→ **Selected text**:
___
Burnett: Small critters alive in the soil and the air

The soil beneath our feet is teaming with life. Among the smallest are the bacteria and archaea.

There is a lot going on in our gardens and even in our homes that we never see because most of it is too small to notice without a hand lens or microscope.

The soil especially is teaming with life. Without getting too technical, I will just name a few of the organisms found in healthy soil and let you do the research on them by searching the Internet.

Among the smallest are the bacteria and archaea although viruses are even smaller than these. Fungi is another group of organisms common in soil and compost ranging from very small to quite visible; mushrooms of course are part of this group.

There are three types of algae as there are  protozoa—flagellates, amoebae and ciliates.

I guess by now you must be saying enough already, we believe you, our soil is chock full of living creatures we rarely see but as long as they stay where they are and do their job, then I can get on with my gardening without thinking about them.

There are, however, people on the planet who just can’t leave it at that, who have a serious urge to learn as much about this miniature world beneath our feet.
___
→ **Check your understanding**:
1/ In the article about small soil creatures, which group of organisms are mushrooms part of?
2/ Pick up the article about small soil creatures after its last sentence and carry it forward.
___
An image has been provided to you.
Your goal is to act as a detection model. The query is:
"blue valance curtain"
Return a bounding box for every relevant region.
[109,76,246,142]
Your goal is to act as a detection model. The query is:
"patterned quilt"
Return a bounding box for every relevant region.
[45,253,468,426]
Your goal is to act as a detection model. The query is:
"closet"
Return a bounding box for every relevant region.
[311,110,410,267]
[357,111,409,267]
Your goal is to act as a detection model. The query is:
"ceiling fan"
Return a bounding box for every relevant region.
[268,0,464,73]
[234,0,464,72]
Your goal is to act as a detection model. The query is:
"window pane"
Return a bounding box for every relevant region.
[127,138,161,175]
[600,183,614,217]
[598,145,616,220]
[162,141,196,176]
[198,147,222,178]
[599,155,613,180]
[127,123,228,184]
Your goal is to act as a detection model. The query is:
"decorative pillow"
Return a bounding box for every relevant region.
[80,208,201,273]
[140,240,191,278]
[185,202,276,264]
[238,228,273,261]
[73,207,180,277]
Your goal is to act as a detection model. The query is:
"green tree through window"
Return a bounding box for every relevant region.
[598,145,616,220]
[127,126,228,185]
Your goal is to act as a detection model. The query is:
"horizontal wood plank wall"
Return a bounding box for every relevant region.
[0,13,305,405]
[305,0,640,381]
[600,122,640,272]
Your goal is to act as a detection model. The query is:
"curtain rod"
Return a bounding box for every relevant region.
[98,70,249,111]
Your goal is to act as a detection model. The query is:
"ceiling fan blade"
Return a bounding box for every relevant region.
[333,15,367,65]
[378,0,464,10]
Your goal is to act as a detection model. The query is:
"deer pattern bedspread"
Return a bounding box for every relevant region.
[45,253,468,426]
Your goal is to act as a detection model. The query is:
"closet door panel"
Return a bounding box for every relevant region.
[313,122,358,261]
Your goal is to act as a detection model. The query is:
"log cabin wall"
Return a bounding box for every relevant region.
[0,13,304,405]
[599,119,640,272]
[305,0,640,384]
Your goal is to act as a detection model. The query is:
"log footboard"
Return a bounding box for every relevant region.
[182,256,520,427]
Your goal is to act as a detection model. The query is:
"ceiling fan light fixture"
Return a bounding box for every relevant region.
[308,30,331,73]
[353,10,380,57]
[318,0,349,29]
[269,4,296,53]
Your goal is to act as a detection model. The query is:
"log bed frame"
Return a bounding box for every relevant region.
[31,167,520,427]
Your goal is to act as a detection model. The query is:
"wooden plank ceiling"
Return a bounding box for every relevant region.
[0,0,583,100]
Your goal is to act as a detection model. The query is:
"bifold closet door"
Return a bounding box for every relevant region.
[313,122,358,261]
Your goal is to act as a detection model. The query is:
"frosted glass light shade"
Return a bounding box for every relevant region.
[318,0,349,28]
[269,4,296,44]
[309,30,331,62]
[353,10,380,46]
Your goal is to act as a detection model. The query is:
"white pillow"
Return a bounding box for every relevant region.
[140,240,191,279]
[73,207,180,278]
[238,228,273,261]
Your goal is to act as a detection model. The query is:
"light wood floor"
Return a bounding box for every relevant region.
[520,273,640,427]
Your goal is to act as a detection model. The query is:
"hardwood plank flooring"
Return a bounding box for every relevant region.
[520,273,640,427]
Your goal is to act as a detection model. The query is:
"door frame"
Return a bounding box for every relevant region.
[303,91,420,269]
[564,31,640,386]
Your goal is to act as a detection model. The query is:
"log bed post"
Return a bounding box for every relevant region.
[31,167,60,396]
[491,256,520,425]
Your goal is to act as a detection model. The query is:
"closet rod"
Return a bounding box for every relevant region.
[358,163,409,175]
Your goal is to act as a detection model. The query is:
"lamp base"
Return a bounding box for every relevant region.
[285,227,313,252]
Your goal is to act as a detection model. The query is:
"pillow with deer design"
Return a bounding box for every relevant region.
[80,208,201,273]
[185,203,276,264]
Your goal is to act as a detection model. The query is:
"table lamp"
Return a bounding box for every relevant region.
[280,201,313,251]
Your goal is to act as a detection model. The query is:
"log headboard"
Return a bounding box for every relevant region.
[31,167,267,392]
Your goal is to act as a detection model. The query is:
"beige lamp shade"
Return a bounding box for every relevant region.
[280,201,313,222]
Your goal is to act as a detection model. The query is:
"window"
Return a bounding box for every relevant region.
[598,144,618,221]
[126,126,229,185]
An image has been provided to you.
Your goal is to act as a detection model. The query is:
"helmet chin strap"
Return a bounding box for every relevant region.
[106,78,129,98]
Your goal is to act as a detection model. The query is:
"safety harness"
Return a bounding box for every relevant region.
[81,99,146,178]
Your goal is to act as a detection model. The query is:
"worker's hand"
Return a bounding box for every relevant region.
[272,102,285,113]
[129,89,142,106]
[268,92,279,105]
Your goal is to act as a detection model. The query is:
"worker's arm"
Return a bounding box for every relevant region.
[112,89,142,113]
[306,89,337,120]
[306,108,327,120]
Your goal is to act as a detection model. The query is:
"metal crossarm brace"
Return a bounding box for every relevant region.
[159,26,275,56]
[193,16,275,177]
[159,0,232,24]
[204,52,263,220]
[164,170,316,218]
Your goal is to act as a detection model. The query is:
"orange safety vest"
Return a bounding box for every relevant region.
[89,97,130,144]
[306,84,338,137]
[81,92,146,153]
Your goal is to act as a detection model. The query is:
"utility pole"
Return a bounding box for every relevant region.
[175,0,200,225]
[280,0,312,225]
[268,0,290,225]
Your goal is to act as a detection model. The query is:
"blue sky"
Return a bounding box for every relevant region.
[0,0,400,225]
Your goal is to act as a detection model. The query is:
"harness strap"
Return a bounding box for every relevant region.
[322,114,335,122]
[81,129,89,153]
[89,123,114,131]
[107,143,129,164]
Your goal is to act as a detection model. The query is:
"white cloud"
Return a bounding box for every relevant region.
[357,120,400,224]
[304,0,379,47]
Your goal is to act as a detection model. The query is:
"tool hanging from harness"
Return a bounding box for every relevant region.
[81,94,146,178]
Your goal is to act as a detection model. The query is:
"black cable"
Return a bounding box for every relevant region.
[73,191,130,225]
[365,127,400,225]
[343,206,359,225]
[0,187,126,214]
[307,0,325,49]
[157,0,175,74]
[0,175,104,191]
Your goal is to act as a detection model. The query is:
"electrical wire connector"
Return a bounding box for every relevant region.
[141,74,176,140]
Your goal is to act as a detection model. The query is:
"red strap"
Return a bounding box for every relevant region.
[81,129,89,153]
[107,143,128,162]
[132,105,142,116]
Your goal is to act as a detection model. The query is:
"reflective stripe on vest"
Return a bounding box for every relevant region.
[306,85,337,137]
___
→ **Replies**:
1/ Mushrooms are part of the fungi.

2/
One such person is Tim Wilson, who I met a few years ago at the Seattle Flower and Garden Show. He had a booth set up with a huge flat television screen constantly playing video of compost tea magnified 500 times or more over.

It looked like a pond full of fish swimming around, only instead of fish there was a collection of weird little creatures swimming, mating, eating and yes even scrapping with each other. Sounds a bit like human beings doesn’t it? But I digress.

The bottom line is here is a man who spends a lot of time watching this world of tiny creatures and wants to share what he has learned.

Visit his website   microorganics.com and you will be amazed at what he has to show you.

Turning from the tiny to the all over the place and in your face insect pests, we have some visitors that return every year.

The one that comes to mind is fall web worm, which is often confused with a tent caterpillar and even a codling moth.

The masses of webbing we see along the roadways and even on our domestic trees and shrubs is one of the most visible pests we have in the Okanagan.

But even though is so visible, I have to tell you the damage is only cosmetic. The best way to help keep it to a minimum is to just take a stick and shake up the web clusters, something like making cotton candy.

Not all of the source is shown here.